- [WHAT TO WORK ON] Below are the data; count the lines with the string "windshield" in them and give that number only.

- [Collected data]
[Start of section]
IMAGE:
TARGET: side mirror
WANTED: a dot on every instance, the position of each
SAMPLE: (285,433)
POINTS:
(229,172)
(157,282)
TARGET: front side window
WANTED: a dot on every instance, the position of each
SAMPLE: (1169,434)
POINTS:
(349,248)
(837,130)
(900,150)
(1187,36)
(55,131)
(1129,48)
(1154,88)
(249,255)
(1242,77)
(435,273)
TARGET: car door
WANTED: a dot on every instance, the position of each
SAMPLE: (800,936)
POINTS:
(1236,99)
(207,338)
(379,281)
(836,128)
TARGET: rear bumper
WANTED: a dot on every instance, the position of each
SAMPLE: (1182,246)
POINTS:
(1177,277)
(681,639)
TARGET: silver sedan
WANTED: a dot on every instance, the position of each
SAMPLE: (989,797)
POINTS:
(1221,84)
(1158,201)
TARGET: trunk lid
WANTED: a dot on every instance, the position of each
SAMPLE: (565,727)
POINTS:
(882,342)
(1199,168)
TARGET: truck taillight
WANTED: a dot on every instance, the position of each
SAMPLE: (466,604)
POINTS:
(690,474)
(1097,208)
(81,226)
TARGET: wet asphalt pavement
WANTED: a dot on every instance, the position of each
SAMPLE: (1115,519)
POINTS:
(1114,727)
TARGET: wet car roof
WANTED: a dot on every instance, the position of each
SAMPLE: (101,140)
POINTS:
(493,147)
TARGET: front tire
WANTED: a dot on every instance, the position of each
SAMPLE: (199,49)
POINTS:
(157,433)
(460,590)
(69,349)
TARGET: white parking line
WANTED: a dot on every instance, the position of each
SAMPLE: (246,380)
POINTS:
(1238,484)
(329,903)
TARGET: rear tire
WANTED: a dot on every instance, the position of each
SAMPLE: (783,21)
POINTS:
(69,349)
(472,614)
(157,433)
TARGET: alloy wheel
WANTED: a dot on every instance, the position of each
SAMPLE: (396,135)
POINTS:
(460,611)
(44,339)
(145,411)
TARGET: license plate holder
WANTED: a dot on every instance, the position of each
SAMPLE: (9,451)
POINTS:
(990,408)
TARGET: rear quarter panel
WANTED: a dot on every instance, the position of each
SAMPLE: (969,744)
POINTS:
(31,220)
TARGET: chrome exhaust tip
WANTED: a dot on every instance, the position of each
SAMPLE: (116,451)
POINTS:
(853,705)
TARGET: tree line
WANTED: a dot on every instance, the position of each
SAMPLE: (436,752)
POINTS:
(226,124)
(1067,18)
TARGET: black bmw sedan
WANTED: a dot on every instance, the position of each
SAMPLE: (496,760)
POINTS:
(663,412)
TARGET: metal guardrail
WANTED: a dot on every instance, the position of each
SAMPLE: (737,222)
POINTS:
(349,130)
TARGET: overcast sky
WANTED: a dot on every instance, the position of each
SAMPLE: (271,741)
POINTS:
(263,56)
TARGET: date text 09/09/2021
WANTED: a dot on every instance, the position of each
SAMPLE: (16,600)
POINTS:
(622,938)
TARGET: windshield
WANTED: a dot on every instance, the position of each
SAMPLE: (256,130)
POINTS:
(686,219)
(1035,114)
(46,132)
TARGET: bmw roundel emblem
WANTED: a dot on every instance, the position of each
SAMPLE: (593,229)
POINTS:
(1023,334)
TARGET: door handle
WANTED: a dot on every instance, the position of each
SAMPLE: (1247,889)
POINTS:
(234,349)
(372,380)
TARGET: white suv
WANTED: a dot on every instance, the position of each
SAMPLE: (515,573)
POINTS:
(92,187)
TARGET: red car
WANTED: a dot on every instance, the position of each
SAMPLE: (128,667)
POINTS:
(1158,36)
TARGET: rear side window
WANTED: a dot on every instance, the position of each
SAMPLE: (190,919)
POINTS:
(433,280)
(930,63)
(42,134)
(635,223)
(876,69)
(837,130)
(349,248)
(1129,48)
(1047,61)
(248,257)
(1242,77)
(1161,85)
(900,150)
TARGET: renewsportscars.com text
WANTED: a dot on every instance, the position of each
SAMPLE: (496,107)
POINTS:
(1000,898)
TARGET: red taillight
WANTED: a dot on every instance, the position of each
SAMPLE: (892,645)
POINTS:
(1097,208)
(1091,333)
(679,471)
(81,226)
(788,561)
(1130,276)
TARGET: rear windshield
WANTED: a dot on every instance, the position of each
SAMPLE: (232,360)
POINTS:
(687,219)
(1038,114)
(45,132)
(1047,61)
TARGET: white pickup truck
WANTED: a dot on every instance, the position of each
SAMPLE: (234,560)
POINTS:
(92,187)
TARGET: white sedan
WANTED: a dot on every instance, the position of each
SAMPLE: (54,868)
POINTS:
[End of section]
- [FINISHED TASK] 2